### Vorgegebener Text
Tastmodell
Tastmodelle (auch Blindenmodelle oder taktile Modelle) sind maßstäblich stark verkleinerte, detailgetreue dreidimensionale Nachbildungen von kompletten Städten oder Stadtteilen, Sehenswürdigkeiten oder Denkmalen. Blinde und sehbehinderte Menschen können durch Betasten dieses Hilfsmittels eine bessere Vorstellung von den Formen, Strukturen und Dimensionen der dargestellten Objekte bekommen. Entfernungen und Höhenunterschiede, die Anordnung von Gebäuden oder der Verlauf eines Flusses durch eine Stadt lassen sich anhand des Modells mit den Fingerkuppen ablesen. Stadtmodelle werden auch von Touristen zur Information und Orientierung genutzt.
Die Tastmodelle werden von Bildhauern, Objektdesignern und Modellbauern entworfen und gestaltet. Sie stehen in der Regel etwas erhöht auf Sockeln und sind meist zusätzlich in Brailleschrift beschriftet.
Verwendete Materialien
Im Gegensatz zu plastischen Stadtmodellen, die nicht berührt werden sollen und deshalb oft von schützenden Glasschaukästen umgeben sind, werden Tastmodelle speziell zum Zweck des Berührens und Betastens aus besonders robusten Materialien hergestellt.
Bronze
Das am häufigsten verwendete Material für Tastmodelle ist Bronze. Bronzemodelle werden im Wachsausschmelzverfahren hergestellt, das eine besonders detailgetreue und filigrane Wiedergabe ermöglicht. Die am meisten berührten Stellen der Bronzemodelle sind oft auffällig glänzend.
Ein Großteil der existierenden Stadtmodelle aus Bronze wurde von dem deutschen Bildhauer Egbert Broerken entworfen und hergestellt, dessen Arbeiten in mehr als 120 Orten in Deutschland, Österreich, Frankreich und in der Schweiz zu finden sind.[1]
Aluminium
Die jeweils 50 × 50 cm großen Tastmodelle der Würzburger Residenz, der Alten Mainbrücke, des St.-Kilians-Doms und des Rathauses in Würzburg wurden aus wetterbeständigem Aluminium hergestellt. Diese Modelle wurden in Zusammenarbeit mit dem Würzburger Blindeninstitut von einem Modellbauer der dortigen Vinzenz-Werkstätten angefertigt.[2]
Messing
Auf dem Marktplatz der Stadt Neubrandenburg steht ein Tastmodell aus Messing, das mit einer Schutzschicht gegen Witterungseinflüsse überzogen wurde. Das 1,20 × 1,20 m große Modell ist pultartig geformt und zeigt die Innenstadt von Neubrandenburg.[3]
Holz
In witterungsgeschützten Innenräumen werden auch Tastmodelle aus Holz gezeigt. Sie werden von Holzschnitzern oder Krippenbauern angefertigt. Ein Beispiel hierfür ist in der Basilika St. Lorenz in Kempten (Allgäu) zu sehen.[4] Die Basilika wurde vom Krippenbauer Hermann Weiß im Maßstab 1:100 aus massivem Holz nachgebildet; die Kuppeln bestehen aus versteifter Pappe.[2]
Kunststoff
In Leipzig ist seit Dezember 2015 ein 91 cm hohes Tastmodell des 91 Meter hohen Völkerschlachtdenkmals zu sehen, das in innovativer 3D-Drucktechnik aus Kunststoff hergestellt wurde. Eine Besonderheit an diesem Modell ist, dass auch das Innere des Bauwerks teilweise betastbar ist.[5]
Kosten und Finanzierung
In Abhängigkeit von der Größe des Modells und dem verwendeten Material können Tastmodelle mehrere Zehntausend Euro kosten. Die Finanzierung wird oft von Wohltätigkeitsclubs wie dem örtlichen Lions Club oder Rotary Club, von Stiftungen oder gemeinnützigen Organisationen übernommen oder durch Spendenaktionen ermöglicht.

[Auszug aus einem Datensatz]

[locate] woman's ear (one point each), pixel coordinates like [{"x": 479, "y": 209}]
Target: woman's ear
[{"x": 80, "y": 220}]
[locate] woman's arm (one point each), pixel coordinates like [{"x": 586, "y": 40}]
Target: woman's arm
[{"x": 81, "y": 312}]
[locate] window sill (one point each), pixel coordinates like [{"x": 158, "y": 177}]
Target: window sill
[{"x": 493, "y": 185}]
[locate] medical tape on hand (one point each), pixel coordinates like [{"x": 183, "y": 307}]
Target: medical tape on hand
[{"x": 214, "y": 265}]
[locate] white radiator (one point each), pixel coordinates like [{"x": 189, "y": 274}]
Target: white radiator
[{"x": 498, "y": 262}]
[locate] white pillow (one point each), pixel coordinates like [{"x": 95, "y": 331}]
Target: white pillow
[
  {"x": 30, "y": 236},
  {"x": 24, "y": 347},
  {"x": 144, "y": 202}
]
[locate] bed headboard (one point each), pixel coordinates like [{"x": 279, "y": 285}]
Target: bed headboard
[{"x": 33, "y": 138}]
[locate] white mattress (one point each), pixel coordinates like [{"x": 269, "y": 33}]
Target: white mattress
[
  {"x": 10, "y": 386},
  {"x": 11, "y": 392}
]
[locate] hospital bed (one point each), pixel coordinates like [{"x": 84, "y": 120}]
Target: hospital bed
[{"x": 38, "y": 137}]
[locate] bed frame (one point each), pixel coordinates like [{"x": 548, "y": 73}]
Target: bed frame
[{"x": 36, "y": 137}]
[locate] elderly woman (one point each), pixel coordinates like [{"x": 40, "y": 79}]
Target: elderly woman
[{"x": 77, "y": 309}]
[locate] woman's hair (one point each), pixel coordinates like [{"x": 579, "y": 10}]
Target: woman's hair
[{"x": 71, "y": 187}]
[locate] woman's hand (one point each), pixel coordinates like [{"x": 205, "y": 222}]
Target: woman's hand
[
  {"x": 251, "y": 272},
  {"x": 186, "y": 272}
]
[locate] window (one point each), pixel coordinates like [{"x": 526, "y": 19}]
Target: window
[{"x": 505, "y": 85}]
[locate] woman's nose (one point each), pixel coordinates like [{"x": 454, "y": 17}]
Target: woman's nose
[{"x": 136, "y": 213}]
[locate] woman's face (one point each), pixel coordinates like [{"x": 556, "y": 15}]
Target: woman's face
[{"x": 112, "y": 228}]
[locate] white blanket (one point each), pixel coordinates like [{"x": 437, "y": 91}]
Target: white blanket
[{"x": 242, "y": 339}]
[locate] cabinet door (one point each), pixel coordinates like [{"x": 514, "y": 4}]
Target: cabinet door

### Übungsaufgaben
#1 Prüfe für jede der Aussagen (a), (b) und (c), ob sie mit dem Text über Tastmodelle übereinstimmt, und antworte jeweils mit Ja oder Nein samt den entscheidenden Worten des Textes als wörtliches Zitat. (a) Das am häufigsten verwendete Material für Tastmodelle ist Aluminium. (b) Das Tastmodell in Neubrandenburg zeigt die Innenstadt der Stadt. (c) Beim Modell der Basilika St. Lorenz in Kempten sind auch die Kuppeln aus Holz.
#2 Seit wann ist laut dem Text über Tastmodelle das Modell des Völkerschlachtdenkmals in Leipzig zu sehen?
Die Einträge sind hierfür ohne Belang.

### Lösungen je Aufgabe
#1
(a) Nein: „Das am häufigsten verwendete Material für Tastmodelle ist Bronze.“
(b) Ja: „zeigt die Innenstadt von Neubrandenburg“
(c) Nein: „die Kuppeln bestehen aus versteifter Pappe“

#2 Seit Dezember 2015.